TASK PROMPT:
Starting with the line that holds "Note to the class: identify the shadow", copy out each remaining line of the listing below, up to and including the last one, and include nothing else.

____

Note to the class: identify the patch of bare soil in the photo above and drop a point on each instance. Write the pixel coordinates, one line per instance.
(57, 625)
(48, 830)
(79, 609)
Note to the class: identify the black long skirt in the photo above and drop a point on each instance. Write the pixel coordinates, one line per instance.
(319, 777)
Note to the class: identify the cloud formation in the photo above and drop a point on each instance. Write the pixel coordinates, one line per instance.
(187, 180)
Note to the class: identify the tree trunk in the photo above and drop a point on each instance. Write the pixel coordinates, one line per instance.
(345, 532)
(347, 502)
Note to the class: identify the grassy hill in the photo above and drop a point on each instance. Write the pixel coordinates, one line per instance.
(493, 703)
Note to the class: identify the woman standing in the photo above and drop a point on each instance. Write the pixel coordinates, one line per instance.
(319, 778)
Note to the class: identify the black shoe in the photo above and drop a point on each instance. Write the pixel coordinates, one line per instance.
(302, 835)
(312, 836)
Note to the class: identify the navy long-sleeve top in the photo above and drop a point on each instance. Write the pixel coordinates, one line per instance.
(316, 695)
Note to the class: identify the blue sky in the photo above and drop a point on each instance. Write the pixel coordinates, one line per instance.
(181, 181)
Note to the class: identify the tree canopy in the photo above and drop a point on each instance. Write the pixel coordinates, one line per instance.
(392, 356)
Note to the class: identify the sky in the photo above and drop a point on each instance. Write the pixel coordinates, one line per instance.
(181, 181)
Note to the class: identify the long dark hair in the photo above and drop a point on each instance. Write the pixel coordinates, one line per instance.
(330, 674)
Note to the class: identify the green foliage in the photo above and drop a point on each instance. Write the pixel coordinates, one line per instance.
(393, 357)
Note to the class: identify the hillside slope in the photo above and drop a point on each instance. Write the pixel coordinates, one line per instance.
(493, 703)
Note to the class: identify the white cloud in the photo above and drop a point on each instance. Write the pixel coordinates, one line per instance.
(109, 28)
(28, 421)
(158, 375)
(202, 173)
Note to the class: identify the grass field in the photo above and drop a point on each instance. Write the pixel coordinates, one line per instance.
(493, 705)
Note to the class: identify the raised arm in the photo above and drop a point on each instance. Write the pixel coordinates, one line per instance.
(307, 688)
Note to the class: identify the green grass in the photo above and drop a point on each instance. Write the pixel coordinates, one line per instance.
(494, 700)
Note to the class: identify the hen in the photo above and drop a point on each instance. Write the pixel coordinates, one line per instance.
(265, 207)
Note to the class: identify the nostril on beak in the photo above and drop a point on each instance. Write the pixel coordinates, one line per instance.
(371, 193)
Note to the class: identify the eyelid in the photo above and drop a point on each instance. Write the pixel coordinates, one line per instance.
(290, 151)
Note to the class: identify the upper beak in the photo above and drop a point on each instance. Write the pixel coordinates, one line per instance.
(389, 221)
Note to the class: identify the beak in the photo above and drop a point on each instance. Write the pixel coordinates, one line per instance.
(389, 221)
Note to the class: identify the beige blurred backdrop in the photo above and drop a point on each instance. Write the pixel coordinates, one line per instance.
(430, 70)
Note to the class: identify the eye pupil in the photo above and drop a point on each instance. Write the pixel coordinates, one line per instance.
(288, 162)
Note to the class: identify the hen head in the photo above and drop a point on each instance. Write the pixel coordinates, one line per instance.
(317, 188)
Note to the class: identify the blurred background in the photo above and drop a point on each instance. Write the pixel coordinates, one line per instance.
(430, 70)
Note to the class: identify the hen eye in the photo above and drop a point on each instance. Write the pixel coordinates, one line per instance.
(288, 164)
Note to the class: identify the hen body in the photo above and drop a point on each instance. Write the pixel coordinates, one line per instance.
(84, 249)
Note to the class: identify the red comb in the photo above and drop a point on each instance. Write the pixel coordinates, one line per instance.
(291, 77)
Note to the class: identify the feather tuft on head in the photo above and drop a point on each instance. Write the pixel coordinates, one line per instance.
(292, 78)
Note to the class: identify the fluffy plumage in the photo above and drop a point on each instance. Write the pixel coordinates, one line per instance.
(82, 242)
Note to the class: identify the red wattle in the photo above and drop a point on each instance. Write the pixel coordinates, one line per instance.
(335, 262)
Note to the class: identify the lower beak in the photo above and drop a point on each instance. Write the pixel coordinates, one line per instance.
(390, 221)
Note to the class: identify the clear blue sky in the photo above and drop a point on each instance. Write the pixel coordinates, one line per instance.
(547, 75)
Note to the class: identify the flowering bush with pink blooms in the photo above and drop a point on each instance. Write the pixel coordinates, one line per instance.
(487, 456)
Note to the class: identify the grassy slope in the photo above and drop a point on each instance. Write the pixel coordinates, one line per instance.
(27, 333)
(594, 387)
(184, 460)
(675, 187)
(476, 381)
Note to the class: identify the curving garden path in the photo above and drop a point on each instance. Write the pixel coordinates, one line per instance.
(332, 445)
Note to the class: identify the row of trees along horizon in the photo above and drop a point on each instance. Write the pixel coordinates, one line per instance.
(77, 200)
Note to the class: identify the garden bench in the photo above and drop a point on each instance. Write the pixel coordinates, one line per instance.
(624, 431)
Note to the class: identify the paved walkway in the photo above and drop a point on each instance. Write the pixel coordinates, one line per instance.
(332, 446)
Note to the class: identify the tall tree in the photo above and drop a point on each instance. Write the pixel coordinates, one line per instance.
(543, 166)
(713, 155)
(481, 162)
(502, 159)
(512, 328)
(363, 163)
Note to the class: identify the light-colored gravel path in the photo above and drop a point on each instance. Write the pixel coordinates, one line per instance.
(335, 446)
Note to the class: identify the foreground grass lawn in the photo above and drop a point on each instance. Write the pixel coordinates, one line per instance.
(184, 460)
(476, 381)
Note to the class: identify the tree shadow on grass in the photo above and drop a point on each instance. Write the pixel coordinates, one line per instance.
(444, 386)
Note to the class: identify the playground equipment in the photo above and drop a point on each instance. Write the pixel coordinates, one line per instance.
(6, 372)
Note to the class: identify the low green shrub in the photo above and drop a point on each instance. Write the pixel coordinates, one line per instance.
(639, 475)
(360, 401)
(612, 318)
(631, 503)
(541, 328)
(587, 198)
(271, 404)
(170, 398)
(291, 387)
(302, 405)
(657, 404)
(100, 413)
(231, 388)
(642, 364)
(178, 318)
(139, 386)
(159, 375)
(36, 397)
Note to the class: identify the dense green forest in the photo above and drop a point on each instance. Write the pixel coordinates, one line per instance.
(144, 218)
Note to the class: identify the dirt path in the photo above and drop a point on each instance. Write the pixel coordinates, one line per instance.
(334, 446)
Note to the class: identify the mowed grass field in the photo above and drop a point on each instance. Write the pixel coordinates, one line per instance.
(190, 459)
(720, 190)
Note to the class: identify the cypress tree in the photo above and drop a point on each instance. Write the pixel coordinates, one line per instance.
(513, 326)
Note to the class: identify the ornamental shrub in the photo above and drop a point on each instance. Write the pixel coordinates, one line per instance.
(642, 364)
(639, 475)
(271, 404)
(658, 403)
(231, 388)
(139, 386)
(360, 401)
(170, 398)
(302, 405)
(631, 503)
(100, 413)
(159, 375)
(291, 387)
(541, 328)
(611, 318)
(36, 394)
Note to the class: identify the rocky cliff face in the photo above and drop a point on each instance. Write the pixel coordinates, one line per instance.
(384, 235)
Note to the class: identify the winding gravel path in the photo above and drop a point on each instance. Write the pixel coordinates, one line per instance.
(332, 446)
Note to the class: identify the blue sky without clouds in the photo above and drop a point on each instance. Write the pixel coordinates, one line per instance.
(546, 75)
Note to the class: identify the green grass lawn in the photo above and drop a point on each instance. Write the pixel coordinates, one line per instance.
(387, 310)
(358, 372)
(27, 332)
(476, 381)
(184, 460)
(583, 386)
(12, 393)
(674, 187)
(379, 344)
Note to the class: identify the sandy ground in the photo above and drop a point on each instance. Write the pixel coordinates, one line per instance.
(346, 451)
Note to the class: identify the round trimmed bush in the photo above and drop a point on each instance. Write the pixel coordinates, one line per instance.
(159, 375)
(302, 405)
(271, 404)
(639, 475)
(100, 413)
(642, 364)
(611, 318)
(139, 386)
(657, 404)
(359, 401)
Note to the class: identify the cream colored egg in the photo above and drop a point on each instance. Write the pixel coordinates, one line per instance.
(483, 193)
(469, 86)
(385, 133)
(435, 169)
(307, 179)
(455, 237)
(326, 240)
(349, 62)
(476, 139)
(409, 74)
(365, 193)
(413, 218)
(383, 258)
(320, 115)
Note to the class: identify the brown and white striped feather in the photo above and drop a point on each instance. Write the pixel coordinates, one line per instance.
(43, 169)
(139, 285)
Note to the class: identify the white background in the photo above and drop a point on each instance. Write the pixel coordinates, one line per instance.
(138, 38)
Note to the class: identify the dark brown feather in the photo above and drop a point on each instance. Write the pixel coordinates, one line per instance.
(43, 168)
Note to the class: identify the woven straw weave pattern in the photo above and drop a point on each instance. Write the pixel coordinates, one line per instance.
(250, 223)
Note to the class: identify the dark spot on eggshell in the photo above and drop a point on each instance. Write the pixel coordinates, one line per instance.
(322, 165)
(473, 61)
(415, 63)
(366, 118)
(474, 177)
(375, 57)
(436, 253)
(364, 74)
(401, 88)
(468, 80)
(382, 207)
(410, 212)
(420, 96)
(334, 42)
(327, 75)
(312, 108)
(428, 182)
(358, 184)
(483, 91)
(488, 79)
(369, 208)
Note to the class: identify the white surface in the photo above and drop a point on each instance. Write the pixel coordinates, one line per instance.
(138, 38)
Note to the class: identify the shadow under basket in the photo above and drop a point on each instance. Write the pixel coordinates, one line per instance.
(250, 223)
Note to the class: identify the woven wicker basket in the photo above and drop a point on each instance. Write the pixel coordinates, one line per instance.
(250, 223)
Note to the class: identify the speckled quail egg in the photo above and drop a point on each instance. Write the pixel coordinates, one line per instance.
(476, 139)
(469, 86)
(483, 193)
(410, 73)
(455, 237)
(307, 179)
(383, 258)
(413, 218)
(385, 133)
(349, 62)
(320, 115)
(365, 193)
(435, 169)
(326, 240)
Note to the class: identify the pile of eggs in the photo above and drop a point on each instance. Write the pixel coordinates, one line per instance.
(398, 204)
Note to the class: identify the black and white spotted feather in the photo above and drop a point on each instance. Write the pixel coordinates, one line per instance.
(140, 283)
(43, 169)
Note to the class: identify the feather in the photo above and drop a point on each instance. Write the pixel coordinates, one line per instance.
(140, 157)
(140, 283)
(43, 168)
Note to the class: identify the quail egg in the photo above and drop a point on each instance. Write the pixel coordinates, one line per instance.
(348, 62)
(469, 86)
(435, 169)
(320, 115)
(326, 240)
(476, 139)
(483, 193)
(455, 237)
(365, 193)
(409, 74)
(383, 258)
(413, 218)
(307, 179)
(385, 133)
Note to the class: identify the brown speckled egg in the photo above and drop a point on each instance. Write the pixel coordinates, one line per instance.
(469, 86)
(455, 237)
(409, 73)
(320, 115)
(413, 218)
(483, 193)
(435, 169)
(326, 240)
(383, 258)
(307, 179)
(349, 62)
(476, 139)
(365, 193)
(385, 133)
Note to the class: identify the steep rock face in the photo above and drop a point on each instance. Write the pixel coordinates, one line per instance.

____

TASK RESPONSE:
Note to the class: identify the shadow under basket in the photo above and drop a point on each instance. Write the pixel coordinates, one line per instance.
(250, 223)
Note to the class: identify the woven wicker basket in the photo above and drop a point on each instance. Write the pixel coordinates, one line per instance.
(250, 223)
Note to the class: identify the speckled quail egg in the photo above and drop a point on each instance. Write the pixel coordinates, one line per instance.
(476, 139)
(469, 86)
(483, 193)
(410, 73)
(455, 237)
(307, 179)
(383, 258)
(413, 218)
(385, 133)
(349, 62)
(320, 115)
(365, 193)
(435, 169)
(326, 240)
Note to the class: identify the pile of eggs in the photo above and drop a point on each instance. Write the pixel coordinates, one line per instance.
(398, 204)
Note to the class: identify the black and white spotted feather in the photo above and drop a point on each instance. Write the pixel coordinates, one line per instance.
(140, 283)
(43, 169)
Note to the class: identify the feather in the photo above and drop a point on each instance. Write the pixel coordinates, one line per instance.
(140, 157)
(140, 283)
(43, 168)
Note to the class: identify the quail egg in the photo above and drop a point on each instance. Write the pixel coordinates, one line per instance.
(348, 62)
(469, 86)
(435, 169)
(320, 115)
(326, 240)
(476, 139)
(483, 193)
(455, 237)
(365, 193)
(409, 74)
(383, 258)
(413, 218)
(307, 179)
(385, 133)
Note to the class: identify the brown speckled egg in the photo above and drop a point on each instance. Write the pixel coordinates, one line per instance.
(469, 86)
(455, 237)
(409, 73)
(320, 115)
(413, 218)
(483, 193)
(435, 169)
(326, 240)
(383, 258)
(307, 179)
(349, 62)
(476, 139)
(365, 193)
(385, 133)
Note to the class: identify the steep rock face in the photo above and drop a point on each instance. Write the pixel coordinates, one line per instance.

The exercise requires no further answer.